Your objective.
In this exercise, return the whole listing exactly, excluding any images.

Given records.
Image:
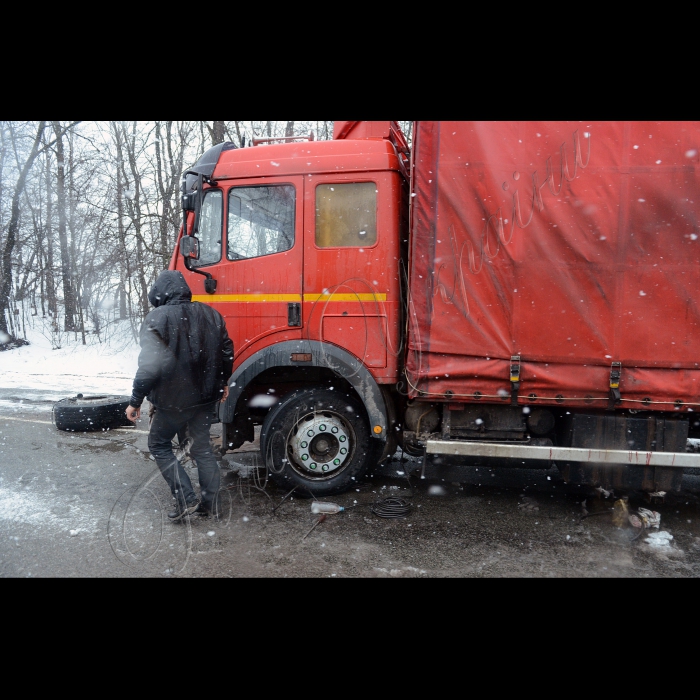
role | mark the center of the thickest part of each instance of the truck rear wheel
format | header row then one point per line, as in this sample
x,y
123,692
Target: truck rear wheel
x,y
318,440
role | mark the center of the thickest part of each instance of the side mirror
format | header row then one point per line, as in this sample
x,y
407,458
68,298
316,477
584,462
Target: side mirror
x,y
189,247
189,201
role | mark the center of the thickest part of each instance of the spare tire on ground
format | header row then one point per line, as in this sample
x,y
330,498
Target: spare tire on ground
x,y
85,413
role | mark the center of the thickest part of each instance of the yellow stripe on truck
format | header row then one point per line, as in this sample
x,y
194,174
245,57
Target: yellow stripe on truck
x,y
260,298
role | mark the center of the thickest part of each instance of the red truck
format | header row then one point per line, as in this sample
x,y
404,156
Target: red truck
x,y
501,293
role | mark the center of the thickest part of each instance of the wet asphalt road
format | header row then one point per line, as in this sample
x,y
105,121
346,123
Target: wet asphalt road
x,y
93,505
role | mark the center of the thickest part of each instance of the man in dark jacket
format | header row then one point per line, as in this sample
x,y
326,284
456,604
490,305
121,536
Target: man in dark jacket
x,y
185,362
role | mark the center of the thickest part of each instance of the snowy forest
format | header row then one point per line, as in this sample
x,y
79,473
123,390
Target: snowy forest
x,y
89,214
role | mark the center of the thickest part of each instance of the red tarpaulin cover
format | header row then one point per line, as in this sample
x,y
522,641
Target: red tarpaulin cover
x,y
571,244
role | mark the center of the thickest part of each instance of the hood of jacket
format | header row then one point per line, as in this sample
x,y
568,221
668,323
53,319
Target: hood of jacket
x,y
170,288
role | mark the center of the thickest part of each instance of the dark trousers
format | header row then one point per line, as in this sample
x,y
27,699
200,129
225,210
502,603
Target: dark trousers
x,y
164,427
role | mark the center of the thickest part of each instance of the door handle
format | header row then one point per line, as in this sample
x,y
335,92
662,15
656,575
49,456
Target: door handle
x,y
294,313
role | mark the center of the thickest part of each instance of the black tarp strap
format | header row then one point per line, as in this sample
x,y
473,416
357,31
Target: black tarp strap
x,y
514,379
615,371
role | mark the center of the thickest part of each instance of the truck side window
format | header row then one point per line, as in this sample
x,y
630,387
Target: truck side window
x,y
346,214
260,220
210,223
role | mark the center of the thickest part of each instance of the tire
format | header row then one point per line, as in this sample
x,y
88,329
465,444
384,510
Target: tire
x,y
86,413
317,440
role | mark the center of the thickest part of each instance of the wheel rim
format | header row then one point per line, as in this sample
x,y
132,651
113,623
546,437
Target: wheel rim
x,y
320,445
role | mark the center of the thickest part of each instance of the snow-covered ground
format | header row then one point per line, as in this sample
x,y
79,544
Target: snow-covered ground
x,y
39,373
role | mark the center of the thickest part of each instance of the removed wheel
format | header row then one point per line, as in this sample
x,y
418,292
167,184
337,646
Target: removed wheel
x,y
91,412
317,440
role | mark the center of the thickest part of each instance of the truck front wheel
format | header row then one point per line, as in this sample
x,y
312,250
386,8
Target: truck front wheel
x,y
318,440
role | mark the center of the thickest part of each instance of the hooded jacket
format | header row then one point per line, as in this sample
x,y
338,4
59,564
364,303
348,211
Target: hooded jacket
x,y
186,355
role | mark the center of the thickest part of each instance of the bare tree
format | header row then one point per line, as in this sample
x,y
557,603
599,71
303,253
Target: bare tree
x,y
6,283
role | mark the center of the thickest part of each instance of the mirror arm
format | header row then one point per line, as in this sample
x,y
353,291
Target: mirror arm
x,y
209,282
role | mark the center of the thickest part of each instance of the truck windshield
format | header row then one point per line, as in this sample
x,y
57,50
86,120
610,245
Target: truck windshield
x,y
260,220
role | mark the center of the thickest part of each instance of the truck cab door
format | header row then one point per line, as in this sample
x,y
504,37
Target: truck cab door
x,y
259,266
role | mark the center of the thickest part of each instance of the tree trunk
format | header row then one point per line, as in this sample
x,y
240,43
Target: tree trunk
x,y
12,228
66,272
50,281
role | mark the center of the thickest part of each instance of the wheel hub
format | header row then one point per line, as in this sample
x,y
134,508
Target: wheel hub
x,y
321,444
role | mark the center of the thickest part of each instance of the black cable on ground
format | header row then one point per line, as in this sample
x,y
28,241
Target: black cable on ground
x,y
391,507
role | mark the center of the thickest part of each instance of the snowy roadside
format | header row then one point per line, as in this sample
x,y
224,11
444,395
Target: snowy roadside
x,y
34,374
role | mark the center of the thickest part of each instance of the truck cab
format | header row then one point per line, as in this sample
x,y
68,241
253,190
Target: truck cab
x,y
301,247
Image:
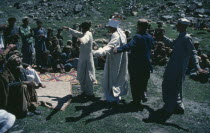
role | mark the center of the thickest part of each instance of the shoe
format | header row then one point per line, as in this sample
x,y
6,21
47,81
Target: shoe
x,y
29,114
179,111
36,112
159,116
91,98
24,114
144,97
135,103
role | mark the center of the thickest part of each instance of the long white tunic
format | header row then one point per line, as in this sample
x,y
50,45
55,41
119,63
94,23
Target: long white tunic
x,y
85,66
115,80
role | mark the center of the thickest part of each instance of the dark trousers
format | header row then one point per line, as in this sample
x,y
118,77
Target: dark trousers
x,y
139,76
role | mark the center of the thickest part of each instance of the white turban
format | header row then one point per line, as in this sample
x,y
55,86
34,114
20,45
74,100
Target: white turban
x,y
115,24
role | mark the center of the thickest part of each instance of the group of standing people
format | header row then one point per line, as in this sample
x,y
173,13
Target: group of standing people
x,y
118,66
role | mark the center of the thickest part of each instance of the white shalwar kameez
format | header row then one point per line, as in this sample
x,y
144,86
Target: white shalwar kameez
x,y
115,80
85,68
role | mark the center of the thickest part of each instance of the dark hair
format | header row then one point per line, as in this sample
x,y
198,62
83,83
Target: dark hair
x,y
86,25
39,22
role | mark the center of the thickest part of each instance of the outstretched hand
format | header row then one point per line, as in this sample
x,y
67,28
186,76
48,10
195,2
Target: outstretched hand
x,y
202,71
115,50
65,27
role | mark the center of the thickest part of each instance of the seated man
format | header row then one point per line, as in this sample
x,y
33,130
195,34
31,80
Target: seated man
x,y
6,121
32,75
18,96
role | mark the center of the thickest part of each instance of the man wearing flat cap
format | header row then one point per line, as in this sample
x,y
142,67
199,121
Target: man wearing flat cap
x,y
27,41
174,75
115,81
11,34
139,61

Response box.
Image:
role | mark the center of the thickest part of each instance of the truck rear wheel
format | header row then one point per line, as in this sample
x,y
123,692
Target: truck rear wheel
x,y
318,440
role | mark the center of the thickest part of each instance of the side mirror
format | header row then one point per line, as in this sample
x,y
407,458
68,298
316,477
584,462
Target: side mirror
x,y
189,247
189,201
role | mark the center of the thickest part of each instance of the spare tire on ground
format | header row then one point per line, as in this sample
x,y
330,498
Target: spare tire on ground
x,y
85,413
role | mark the center of the thickest part of each instance of the yellow stripe on truck
format | header row then one point per line, as in this sample
x,y
194,174
245,57
Target: yellow stripe on truck
x,y
260,298
role | mark the center of the thickest part of each instance of the red truck
format | header row then one point per line, as in this sample
x,y
404,156
Target: red truck
x,y
501,293
role | mark the center of the thickest part of each instance of the wet asphalt road
format | header row then one point per line, as in this sample
x,y
105,121
346,123
Target: wet asphalt road
x,y
93,505
role | mark the center of the thickest part of each instance of the man in dark jacket
format | header row then one point per line, as in this sample
x,y
326,284
456,604
490,305
121,536
Target: man in dark jacket
x,y
185,362
role | mark the center of the thickest part of each instance of the snowy forest
format | header row then one point per line, as in this sample
x,y
79,473
123,390
Target: snowy forest
x,y
89,214
role | mark the center of the thickest part of each instance of the red tarpaulin cover
format | header row then one point per line, as in this sample
x,y
522,641
Target: red tarpaulin cover
x,y
571,244
role | mark the center of the thickest part of each instance of the hood of jacket
format | header row then one point per line, as in this sample
x,y
568,221
668,323
53,319
Target: hood of jacket
x,y
170,288
role | mark the center of the thickest part of each instance of the dark trousers
format | header row then one point per line, as in this sample
x,y
27,699
200,129
225,210
502,603
Target: dark trousers
x,y
164,427
role | mark the center of the thickest part of each instance of the door handle
format | header row then one point per line, as in this sample
x,y
335,92
662,15
656,575
49,456
Target: door handle
x,y
294,313
role | mark the center of the thickest part of each instance of the black tarp strap
format | header row then one point per line, as in this sample
x,y
473,416
357,31
Target: black tarp strap
x,y
514,379
615,371
role | mark the center of the thickest part of each instance of the truck side window
format | header row then one point per line, as in this sample
x,y
630,387
Target: truck side window
x,y
346,214
260,220
210,223
role | mark the center of the thickest part of each instance of the tire
format | header row then one point per line, as in this sample
x,y
88,329
465,444
384,510
Target: tire
x,y
86,413
317,440
role | mark the center of the thickest part of each instance of the wheel rim
format | header row then one point per line, as in this sample
x,y
132,651
113,623
546,437
Target: wheel rim
x,y
320,445
role | mark the center of the thickest part of each instance of the snow-covered ground
format | header row then one point per line, as in this sample
x,y
79,544
Target: snow-covered ground
x,y
39,373
role | mark the center of the thickest part of each instance of the removed wheel
format | header row then one point per line, as in this sample
x,y
418,292
167,184
337,646
Target: removed wheel
x,y
91,412
317,440
role | mark the center of the thickest part of each instance of the truck front wheel
format | header row then one point per line, as in this sample
x,y
312,250
386,8
Target: truck front wheel
x,y
318,440
role | mark the center of the thickest part of each instance of the hooded jacket
format | header row then one point per line, as in this sample
x,y
338,4
59,564
364,303
348,211
Target: hooded jacket
x,y
186,355
role | mark the center of the thickest part of each instance of the bare tree
format | header row then one point per line, as in this sample
x,y
557,603
599,71
303,253
Target: bare tree
x,y
6,283
role | mark the center of the thickest part of each instance of the mirror arm
format | header row then one point per line, as in this sample
x,y
353,291
Target: mirror arm
x,y
209,282
role | mark the center of the thickest part of each instance of the truck windshield
format | header row then one point per line, as in this sample
x,y
57,50
86,120
610,245
Target: truck windshield
x,y
260,220
role | mark the center of the thickest part of each instance of the truck cab door
format | header row then one point per line, as in this sample
x,y
504,37
Target: truck cab door
x,y
259,266
role | mark the center of the thickest part of each instance of the tree trunk
format | header row then one point per line, as in this sample
x,y
240,43
Target: tree trunk
x,y
12,228
66,272
50,281
role | mark the center of the thickest part of each instance of the wheel hub
format | header row then one point per line, as in this sample
x,y
134,508
Target: wheel hub
x,y
321,444
role | mark the center of the thickest part of each instance of the black cable on ground
format | header row then one point per line, as in this sample
x,y
28,241
Target: black cable on ground
x,y
391,507
role | mark the center of the thickest part of each instance of the snowy roadside
format | header row then one point per line, as in this sample
x,y
224,11
444,395
Target: snowy roadside
x,y
34,374
role | mark the center of the thickest part of each instance of the truck cab
format | header row then one point per line, as in this sample
x,y
68,241
253,190
Target: truck cab
x,y
301,247
Image:
role | mark the center of the thickest part of each instance of the shoe
format | header row then one point per line, as in this sample
x,y
6,21
47,81
Target: shoe
x,y
29,114
179,111
36,112
159,116
91,98
24,114
144,97
135,103
role | mark the center of the thickest part of each instance of the long white tunic
format | header row then one point per line, as in this sample
x,y
50,45
55,41
119,63
94,23
Target: long white tunic
x,y
85,66
115,80
role | mark the center of the thickest part of each instance of the dark trousers
format | header row then one point per line, as in this sample
x,y
118,77
Target: dark trousers
x,y
139,76
role | mark the center of the thickest part of each instance of the white turban
format | header row then one point per line, as in this sample
x,y
55,86
34,114
20,45
74,100
Target: white turban
x,y
115,24
role | mark the center of the thickest part of each instance of the group of standing people
format | header row then one point per line, as in this sample
x,y
173,13
Target: group of standing people
x,y
118,66
role | mark the center of the thickest part of each instance of the white shalwar kameez
format | header row then one point per line, as in this sample
x,y
144,86
Target: white shalwar kameez
x,y
115,80
85,68
role | mark the center of the thickest part of each instance of the dark hair
format | header row then one point per line, as in this sample
x,y
198,62
83,83
Target: dark hair
x,y
86,25
39,22
role | mark the center of the thickest part of each instance of the outstretched hand
format | header row then one point per line, as in this sample
x,y
67,28
186,76
48,10
195,2
Target: outstretched hand
x,y
202,71
115,50
65,27
role | mark the center of the thickest part of each instance of the seated man
format | header row then one point per line, as in this sample
x,y
33,130
195,34
31,80
Target: seated man
x,y
6,121
32,75
18,96
role | mark the center of the thickest part of each instance of the man wearing flat cap
format | header row then one point per line, as in this sample
x,y
142,67
199,121
Target: man wearing flat cap
x,y
27,41
174,75
115,81
11,34
139,61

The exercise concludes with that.